* Problem to work on
Write out every entry, unchanged. Skip any picture.
*** Supplied material ***
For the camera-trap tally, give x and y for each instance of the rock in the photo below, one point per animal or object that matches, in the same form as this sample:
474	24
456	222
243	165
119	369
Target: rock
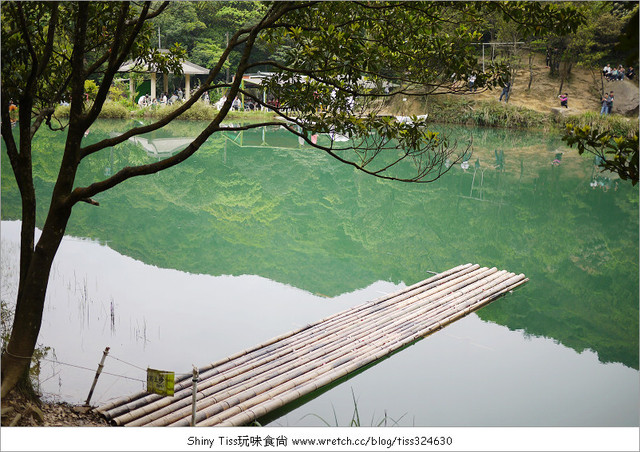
81	409
560	111
39	415
15	420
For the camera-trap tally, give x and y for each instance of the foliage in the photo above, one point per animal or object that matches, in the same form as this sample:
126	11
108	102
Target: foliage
485	113
616	153
343	53
114	110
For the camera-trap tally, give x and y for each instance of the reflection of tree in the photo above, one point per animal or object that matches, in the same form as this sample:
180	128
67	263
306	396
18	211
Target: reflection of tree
297	217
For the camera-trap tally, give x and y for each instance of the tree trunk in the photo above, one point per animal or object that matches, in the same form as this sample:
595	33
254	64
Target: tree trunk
566	69
30	305
530	71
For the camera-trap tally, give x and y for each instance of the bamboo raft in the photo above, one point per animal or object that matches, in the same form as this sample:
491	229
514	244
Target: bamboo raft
244	387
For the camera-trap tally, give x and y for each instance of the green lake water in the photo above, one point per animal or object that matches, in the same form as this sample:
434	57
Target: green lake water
272	221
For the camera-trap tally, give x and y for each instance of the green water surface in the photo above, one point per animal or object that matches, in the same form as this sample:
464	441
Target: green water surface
260	203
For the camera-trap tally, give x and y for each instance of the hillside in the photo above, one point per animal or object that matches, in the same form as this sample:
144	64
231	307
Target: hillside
583	88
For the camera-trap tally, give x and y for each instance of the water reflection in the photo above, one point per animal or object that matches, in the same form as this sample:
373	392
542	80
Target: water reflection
260	203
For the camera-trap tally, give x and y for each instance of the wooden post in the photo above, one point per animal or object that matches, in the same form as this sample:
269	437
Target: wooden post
153	86
194	392
98	372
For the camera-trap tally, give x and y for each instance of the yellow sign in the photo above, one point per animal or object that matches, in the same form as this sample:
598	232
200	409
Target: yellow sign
160	382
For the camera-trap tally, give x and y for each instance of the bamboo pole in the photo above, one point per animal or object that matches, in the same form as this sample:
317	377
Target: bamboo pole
315	384
285	378
207	393
128	404
259	410
249	379
267	354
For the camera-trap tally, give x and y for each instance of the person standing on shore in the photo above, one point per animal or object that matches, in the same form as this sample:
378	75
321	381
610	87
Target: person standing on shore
505	92
603	101
564	98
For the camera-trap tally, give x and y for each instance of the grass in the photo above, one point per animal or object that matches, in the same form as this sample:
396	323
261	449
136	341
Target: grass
355	421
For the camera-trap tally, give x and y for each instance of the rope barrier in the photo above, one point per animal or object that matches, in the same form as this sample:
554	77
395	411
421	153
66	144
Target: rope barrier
93	370
123	361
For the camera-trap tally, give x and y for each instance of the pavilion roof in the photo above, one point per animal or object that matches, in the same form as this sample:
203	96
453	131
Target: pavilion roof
139	66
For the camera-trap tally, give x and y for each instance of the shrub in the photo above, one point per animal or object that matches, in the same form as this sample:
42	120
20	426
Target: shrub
114	110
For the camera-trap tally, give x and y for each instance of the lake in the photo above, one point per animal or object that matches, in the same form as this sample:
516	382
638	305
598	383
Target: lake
259	234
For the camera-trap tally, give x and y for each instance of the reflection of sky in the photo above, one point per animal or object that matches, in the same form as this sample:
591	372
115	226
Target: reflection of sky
472	373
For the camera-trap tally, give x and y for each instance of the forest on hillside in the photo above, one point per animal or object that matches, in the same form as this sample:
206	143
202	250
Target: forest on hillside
609	35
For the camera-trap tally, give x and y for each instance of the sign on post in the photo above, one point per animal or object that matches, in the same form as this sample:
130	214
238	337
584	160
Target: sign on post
160	382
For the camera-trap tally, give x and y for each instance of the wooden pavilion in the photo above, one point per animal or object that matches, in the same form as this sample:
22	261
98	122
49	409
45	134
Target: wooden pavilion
188	69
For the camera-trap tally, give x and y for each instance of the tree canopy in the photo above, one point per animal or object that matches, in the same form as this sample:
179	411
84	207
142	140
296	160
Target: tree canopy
343	56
***
* The solution
For the camera-trap tally, give x and y for each instance of the rock in the photo below, one point per animal or object that matches, in the same form as this sample:
474	24
456	222
243	165
119	369
Target: rock
81	409
560	111
39	415
15	420
For the camera-trap tally, give x and y for each instance of the foliage in the photo above, one point per animal or object that matches, in the same form as this sample:
126	11
108	102
Target: foliage
485	113
616	153
343	53
114	110
For the camera-trap tally, give x and y for each instance of the reflection of tree in the photo above, one point per animal or object that matches, in the same form as this sample:
180	128
67	263
306	396
18	211
Target: reflection of tree
297	217
For the camera-trap tally, give x and y for each instance of the tree trunk in the photo above, one point per animal or object that matches, in the same form as this sample:
595	33
254	64
Target: tree trunk
566	69
30	305
530	71
For the camera-trap tally, give x and y for each instance of the bamboo raft in the photo above, one point per animal or object that matches, in the same form as this sample:
491	229
514	244
Target: bamboo raft
244	387
For the camera-trap tally, give x and y for each instance of the green lake water in the photo above, one point per animal or object that matches, in the same form as this sample:
434	57
Target: green lake water
272	221
For the camera-trap tally, give x and y for each instance of the green water surface in the photo above, one point per animal or object that matches, in the same form as this sample:
464	441
Target: green water surface
260	203
For the camera-trap tally, give x and y for each instance of the hillside in the photo above, one point per animal or object that matches, in the same form as this sample:
144	64
231	307
Target: hillside
583	88
For the camera-trap tally, give x and y for each instance of the water reflection in the photo above, one point per animal or object that matches, in the same form as this sample:
373	392
542	80
Target: water reflection
260	203
For the camera-trap tally, give x and y for each instance of the wooden post in the photo above, one point per animal or object that matches, in the same form as this sample:
269	437
Target: wooden post
153	86
194	392
98	372
For the camera-trap tally, give x and y for each instance of the yellow sign in the photo above, one point per animal or object that matches, in the same form as this sample:
598	232
200	409
Target: yellow sign
160	382
For the camera-trap tally, give x and y for each instance of the bamboo pole in the photo above, one point per animal or object that matches, in the same form as this sample:
317	377
Target: bamboo pole
315	384
285	378
207	393
128	404
259	410
249	379
267	354
For the camera-trap tally, give x and y for each instance of the person standing on shore in the photo above, one point per animal or object that matches, in the same form as this sample:
378	75
321	381
610	87
Target: person standing on shore
505	92
603	101
564	98
For the camera-trap tally, give x and y for each instance of the grass in the photo above, one point per animal or object that matches, in the same form as this sample:
396	323
261	449
136	341
Target: grass
355	421
For the camera-trap tally, give x and y for each instance of the rope barrier in the photo above, one point per animal or object that matches, in the same form as this sample:
554	77
395	411
421	153
66	144
Target: rope barrier
93	370
123	361
For the camera-trap tally, give x and y for each instance of the pavilion roof in the photo above, one point per animal or object that matches, in the same form as this sample:
203	96
453	131
Target: pavilion roof
139	66
For the camera-trap tally, give x and y for each instance of the shrub in the photo above, one point per animal or object that matches, in the same form as this sample:
42	120
20	426
Target: shrub
114	110
For the camera-trap tally, give x and y for each instance of the lake in the photo above, one point per animal or object that matches, in the same form as this sample:
516	382
638	305
598	383
Target: lake
259	234
For the camera-trap tally, give x and y for each instance of the reflection of sky in the photo above, one point per animal or object that matches, in the same form as this sample:
591	372
115	226
Target: reflection of sky
472	373
For the camera-trap tally, give x and y for each instance of the forest on hillside in the photo above, one point per animal or object that matches, in the same form as this sample:
206	143
202	250
Target: forest on hillside
609	35
For the camera-trap tally, give x and y for each instance of the sign on post in the photo above, one point per animal or object that matches, in the same form as this sample:
130	214
238	337
584	160
Target: sign on post
160	382
For the camera-trap tally, give x and y for each instance of the wooden pavilion in the photo above, one point per animal or object that matches, in the same form as this sample:
22	261
98	122
49	409
45	134
Target: wooden pavilion
188	69
For the camera-trap tally, give x and y for each instance of the tree canopy in the photo above, one point per animal or object that matches, in the same form as this sample:
179	411
84	207
142	140
296	160
Target: tree canopy
343	56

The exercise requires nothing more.